##### Records for processing
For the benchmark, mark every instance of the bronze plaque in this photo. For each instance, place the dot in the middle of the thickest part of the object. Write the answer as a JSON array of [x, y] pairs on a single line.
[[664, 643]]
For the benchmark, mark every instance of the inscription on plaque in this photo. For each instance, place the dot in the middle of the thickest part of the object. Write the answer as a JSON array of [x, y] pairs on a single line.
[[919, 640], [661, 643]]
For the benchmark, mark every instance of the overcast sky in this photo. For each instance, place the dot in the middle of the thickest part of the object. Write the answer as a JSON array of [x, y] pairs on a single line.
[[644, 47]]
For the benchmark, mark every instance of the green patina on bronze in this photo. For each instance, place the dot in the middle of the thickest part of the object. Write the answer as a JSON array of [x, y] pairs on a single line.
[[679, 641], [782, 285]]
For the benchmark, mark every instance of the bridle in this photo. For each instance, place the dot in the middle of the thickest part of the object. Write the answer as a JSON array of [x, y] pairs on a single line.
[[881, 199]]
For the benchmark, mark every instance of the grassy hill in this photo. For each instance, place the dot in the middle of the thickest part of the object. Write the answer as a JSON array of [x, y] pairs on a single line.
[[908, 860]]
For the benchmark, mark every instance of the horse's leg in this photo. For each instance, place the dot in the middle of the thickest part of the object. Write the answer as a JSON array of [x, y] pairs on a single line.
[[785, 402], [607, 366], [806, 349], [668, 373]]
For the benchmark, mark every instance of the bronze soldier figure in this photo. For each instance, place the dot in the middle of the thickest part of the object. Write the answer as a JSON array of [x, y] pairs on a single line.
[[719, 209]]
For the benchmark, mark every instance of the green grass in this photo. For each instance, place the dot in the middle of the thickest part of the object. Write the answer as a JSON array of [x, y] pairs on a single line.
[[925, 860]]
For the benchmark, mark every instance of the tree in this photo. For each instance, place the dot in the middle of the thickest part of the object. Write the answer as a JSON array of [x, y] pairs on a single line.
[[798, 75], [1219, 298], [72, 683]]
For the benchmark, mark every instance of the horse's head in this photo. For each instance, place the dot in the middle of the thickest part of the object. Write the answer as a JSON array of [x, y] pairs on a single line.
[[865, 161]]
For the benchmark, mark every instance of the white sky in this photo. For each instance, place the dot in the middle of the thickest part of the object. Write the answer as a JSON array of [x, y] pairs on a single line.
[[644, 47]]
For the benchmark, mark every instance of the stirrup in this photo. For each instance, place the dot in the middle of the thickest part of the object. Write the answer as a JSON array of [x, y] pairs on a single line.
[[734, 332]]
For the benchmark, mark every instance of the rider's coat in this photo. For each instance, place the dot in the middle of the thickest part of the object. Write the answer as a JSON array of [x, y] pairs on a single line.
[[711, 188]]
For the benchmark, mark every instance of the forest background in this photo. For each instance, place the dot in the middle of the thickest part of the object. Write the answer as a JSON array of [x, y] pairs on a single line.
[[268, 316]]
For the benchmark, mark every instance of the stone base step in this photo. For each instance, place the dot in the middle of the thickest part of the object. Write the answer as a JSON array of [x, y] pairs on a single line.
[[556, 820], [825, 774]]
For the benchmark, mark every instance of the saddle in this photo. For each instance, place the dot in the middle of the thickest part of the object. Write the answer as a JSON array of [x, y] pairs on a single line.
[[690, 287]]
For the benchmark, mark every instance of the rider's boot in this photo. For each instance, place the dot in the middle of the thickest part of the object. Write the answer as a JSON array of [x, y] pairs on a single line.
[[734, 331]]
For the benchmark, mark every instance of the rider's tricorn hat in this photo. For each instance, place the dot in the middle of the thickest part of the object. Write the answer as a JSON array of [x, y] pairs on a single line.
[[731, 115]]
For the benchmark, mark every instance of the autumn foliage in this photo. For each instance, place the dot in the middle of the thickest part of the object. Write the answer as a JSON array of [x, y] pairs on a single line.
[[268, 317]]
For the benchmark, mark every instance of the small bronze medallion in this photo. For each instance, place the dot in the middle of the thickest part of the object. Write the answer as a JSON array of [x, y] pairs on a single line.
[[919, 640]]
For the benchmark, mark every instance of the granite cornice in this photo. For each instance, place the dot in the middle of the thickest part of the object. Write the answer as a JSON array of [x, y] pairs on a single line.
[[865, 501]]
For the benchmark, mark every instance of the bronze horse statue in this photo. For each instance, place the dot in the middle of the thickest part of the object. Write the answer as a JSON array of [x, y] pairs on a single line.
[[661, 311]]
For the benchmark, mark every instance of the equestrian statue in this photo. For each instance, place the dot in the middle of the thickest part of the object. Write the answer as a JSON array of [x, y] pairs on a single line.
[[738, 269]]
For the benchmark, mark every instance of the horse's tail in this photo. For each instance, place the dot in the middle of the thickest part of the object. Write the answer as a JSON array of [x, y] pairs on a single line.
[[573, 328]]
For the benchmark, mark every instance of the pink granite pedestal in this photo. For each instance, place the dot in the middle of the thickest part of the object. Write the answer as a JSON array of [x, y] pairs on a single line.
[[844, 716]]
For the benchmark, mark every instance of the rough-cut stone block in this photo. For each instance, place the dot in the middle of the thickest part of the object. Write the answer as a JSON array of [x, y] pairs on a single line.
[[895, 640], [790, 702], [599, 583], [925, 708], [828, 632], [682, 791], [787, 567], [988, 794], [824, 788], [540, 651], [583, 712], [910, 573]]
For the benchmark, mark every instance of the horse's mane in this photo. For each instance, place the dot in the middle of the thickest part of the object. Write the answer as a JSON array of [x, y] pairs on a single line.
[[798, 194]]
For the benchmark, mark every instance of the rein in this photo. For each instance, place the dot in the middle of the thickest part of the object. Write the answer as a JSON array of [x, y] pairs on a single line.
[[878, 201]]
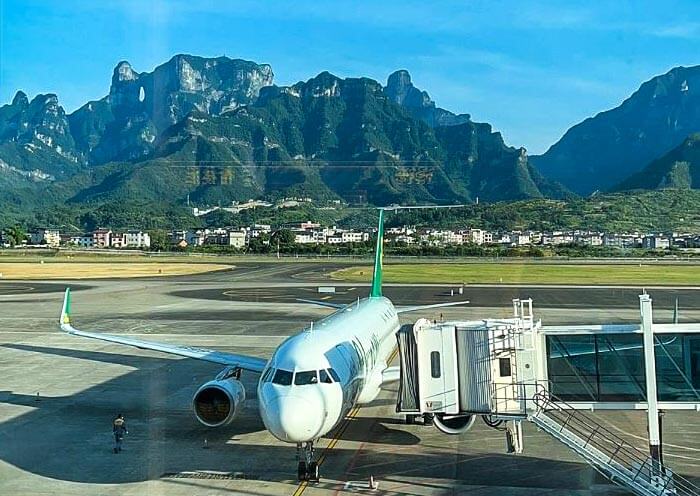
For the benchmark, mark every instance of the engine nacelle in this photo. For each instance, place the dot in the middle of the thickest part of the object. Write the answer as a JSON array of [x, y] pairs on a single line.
[[217, 402], [453, 424]]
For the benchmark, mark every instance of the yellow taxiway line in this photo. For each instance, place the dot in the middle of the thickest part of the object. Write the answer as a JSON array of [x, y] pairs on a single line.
[[353, 413]]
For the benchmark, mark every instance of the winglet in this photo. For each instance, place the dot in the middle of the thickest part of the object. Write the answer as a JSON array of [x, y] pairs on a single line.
[[65, 311], [376, 290]]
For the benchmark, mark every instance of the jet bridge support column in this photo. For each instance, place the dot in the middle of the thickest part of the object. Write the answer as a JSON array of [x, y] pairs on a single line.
[[650, 373]]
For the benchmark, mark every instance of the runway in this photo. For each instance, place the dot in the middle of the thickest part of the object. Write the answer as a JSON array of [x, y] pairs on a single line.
[[60, 442]]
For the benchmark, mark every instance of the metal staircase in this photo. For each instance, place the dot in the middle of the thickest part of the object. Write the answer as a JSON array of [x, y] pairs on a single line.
[[609, 454]]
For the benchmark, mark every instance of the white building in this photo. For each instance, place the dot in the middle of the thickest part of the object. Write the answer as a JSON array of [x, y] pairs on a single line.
[[137, 239], [83, 240], [656, 242], [354, 237], [50, 237]]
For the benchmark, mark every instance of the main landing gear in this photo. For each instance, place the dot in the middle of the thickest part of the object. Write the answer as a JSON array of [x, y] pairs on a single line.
[[307, 469]]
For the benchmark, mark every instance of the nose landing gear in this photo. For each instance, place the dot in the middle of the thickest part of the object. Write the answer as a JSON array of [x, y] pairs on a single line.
[[307, 469]]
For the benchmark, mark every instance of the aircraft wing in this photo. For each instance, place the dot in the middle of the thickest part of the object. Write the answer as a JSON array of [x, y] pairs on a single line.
[[252, 364], [425, 307]]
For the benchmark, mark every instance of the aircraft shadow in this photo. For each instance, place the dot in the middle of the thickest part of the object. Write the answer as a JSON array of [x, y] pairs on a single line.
[[69, 437]]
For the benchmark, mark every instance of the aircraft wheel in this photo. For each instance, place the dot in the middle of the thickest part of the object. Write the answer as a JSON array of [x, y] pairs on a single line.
[[313, 472], [301, 471]]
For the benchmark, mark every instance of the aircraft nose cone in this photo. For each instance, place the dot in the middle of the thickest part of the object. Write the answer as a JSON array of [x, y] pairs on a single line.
[[294, 418]]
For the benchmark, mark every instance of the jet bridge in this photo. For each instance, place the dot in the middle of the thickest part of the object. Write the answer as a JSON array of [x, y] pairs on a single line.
[[508, 371]]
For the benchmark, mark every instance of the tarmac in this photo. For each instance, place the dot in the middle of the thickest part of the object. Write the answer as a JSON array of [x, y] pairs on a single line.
[[59, 393]]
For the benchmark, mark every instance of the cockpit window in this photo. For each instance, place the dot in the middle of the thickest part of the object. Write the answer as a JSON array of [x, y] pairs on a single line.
[[282, 377], [324, 377], [267, 376], [334, 375], [304, 378]]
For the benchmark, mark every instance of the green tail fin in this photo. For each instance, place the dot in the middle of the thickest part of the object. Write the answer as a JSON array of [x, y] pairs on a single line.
[[378, 256], [65, 311]]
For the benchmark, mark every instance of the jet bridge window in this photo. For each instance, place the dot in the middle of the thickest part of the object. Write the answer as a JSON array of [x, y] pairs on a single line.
[[334, 375], [435, 364], [282, 377], [324, 377], [305, 378]]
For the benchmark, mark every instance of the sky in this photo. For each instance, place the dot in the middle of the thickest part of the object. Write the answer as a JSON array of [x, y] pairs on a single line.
[[532, 69]]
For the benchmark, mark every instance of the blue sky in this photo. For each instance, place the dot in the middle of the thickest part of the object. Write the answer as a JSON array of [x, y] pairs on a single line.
[[531, 69]]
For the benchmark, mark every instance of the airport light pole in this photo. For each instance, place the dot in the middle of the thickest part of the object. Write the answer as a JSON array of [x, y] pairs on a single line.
[[650, 375]]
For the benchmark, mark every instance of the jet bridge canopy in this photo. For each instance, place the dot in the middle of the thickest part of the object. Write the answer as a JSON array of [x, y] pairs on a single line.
[[481, 366]]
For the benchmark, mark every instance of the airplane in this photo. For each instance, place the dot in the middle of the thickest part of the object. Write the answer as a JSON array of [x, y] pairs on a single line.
[[312, 380]]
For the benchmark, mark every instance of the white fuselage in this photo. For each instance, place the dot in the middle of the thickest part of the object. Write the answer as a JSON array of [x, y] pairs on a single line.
[[314, 378]]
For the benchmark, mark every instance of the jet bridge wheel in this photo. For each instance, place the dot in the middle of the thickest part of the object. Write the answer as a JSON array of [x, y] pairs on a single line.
[[312, 473], [301, 471]]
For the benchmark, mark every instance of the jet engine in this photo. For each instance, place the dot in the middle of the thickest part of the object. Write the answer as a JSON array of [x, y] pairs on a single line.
[[453, 424], [217, 402]]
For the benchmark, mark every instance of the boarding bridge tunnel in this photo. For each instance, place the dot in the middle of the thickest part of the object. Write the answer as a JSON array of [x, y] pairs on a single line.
[[515, 369]]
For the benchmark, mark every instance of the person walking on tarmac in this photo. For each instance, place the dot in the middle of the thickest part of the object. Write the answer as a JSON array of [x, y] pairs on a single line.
[[119, 429]]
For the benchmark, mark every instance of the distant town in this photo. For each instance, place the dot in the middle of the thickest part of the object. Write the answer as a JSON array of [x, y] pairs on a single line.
[[312, 233]]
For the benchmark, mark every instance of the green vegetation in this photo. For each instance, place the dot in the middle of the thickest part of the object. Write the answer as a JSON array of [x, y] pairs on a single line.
[[532, 273]]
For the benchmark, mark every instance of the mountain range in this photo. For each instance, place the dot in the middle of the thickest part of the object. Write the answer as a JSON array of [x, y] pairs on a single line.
[[601, 152], [215, 130]]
##########
| Written task |
Return, unchanged, the lines from the one containing "For the benchmark, mark every instance of the engine" down to the one containing "[[353, 413]]", with both of those lines included.

| Written answer |
For the benchmark, mark every instance of the engine nacelle in this photo. For each instance, place the dot in the middle of the thickest part of the object. Write the answer as a JSON array of [x, y] pairs on a single line.
[[217, 402], [453, 424]]
For the benchmark, mark every instance of the yellow taxiway line in this photo. For each instance, place the dot in the middle of the thickest part of the object. Write the answer as a JSON array of [x, y] pairs on a single line.
[[353, 413]]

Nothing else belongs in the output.